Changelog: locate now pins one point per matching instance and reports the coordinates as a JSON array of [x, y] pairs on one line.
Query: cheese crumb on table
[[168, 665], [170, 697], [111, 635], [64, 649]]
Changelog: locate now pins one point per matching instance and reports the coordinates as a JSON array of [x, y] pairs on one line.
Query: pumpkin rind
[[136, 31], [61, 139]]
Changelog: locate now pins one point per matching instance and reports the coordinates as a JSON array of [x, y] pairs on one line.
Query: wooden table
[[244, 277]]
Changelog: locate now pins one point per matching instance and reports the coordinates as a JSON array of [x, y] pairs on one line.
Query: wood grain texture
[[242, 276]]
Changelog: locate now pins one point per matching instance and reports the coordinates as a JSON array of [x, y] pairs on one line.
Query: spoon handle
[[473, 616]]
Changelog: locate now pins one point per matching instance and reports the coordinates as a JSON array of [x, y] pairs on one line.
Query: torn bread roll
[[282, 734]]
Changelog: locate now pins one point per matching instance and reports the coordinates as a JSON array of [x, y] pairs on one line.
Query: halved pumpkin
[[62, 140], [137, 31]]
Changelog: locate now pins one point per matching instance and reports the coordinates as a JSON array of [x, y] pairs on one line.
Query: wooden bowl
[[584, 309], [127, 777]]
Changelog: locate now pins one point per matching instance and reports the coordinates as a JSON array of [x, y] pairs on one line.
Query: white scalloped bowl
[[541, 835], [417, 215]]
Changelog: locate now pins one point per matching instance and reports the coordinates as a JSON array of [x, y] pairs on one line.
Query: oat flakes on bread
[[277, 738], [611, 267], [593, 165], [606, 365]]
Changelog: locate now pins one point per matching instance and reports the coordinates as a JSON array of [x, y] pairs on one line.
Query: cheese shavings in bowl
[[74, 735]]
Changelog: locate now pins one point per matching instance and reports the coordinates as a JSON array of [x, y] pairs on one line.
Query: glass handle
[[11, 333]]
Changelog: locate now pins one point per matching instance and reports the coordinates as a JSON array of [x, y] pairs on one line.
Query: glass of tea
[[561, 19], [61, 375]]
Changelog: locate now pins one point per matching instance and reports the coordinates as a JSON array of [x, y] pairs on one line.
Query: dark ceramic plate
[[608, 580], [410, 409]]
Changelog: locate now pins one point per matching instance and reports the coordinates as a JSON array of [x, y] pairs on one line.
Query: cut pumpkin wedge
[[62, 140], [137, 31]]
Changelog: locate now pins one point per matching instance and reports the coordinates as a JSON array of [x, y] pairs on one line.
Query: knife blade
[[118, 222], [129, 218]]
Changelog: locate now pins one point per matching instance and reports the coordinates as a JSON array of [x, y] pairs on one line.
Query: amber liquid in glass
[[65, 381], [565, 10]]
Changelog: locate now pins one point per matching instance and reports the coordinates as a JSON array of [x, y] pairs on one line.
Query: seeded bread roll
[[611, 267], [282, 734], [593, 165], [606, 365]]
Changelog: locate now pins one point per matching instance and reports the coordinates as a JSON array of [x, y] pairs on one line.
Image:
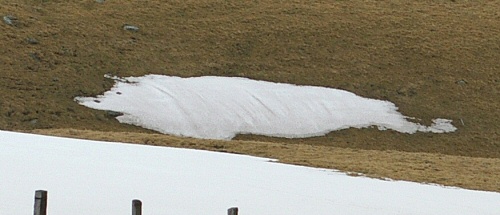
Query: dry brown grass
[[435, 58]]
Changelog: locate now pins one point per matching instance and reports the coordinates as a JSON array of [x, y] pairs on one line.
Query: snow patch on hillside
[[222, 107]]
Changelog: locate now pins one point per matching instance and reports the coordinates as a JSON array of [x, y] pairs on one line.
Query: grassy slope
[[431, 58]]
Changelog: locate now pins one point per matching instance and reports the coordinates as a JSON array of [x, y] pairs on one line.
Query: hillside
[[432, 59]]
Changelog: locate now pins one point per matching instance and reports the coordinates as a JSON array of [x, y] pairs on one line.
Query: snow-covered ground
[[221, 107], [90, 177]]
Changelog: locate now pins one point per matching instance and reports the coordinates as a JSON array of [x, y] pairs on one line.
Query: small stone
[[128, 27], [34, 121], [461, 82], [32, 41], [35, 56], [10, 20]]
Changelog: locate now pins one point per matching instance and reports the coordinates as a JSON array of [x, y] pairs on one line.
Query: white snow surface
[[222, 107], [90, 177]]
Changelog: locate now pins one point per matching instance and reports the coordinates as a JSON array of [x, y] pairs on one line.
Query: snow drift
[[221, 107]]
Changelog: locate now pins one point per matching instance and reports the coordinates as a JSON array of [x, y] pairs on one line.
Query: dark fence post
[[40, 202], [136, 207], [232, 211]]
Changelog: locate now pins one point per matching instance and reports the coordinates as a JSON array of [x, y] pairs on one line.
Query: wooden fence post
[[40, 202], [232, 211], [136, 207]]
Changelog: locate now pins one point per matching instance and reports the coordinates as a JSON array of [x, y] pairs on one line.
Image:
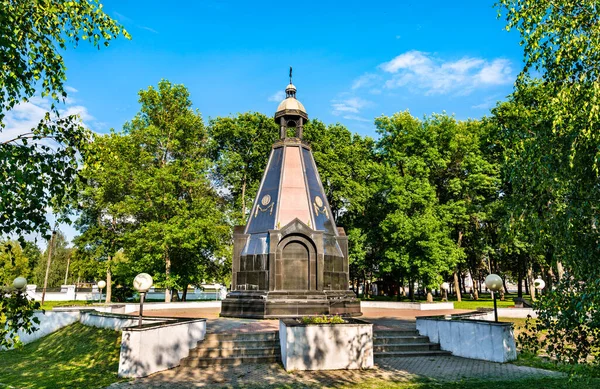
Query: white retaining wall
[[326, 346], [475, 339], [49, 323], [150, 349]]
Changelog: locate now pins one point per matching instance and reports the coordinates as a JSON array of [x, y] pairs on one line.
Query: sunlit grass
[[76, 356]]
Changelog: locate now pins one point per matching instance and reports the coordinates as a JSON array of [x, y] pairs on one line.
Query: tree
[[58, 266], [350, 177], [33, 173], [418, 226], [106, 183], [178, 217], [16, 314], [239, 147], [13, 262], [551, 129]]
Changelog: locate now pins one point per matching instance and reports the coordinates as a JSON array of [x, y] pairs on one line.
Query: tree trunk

────────────────────

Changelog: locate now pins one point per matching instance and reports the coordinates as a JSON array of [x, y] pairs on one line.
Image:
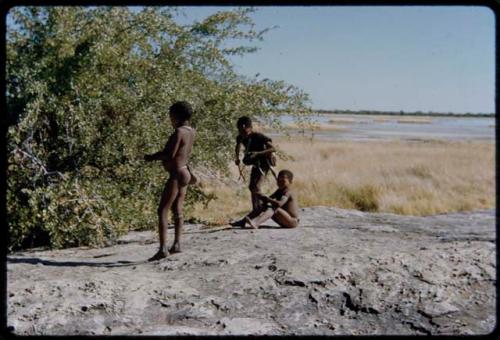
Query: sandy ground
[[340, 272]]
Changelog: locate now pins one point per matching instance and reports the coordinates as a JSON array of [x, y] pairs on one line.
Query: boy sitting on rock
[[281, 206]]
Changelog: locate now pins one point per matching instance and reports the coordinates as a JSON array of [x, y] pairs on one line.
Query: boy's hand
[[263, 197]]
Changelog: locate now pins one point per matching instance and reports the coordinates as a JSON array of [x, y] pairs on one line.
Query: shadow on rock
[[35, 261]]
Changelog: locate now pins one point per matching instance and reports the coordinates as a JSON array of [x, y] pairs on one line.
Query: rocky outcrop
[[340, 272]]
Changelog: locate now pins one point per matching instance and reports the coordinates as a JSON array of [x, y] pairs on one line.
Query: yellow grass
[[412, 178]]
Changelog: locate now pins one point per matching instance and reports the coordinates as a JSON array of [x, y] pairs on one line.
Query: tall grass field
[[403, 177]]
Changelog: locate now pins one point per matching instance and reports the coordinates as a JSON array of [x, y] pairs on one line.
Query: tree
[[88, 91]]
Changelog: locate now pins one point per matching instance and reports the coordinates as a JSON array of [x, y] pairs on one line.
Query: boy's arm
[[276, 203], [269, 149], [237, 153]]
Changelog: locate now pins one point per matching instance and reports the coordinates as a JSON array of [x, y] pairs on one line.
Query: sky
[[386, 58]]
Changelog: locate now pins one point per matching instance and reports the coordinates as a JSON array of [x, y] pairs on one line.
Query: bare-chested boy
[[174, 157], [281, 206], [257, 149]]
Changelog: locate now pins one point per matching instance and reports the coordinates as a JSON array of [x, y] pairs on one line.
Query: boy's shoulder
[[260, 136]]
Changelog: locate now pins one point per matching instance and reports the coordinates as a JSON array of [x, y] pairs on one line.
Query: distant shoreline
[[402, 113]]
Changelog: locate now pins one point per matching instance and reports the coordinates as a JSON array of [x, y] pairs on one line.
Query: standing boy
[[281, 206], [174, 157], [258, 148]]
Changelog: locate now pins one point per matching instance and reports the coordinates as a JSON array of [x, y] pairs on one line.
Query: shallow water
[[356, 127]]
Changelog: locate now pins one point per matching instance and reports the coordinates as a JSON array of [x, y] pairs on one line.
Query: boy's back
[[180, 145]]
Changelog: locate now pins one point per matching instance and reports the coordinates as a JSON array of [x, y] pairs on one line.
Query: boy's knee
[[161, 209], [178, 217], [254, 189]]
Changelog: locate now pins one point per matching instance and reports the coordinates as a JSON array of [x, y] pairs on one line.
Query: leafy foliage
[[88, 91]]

────────────────────

▶ EXERCISE DESCRIPTION
Report how many lines in the items above contain the word "handle" and give only that number.

▶ EXERCISE RESULT
2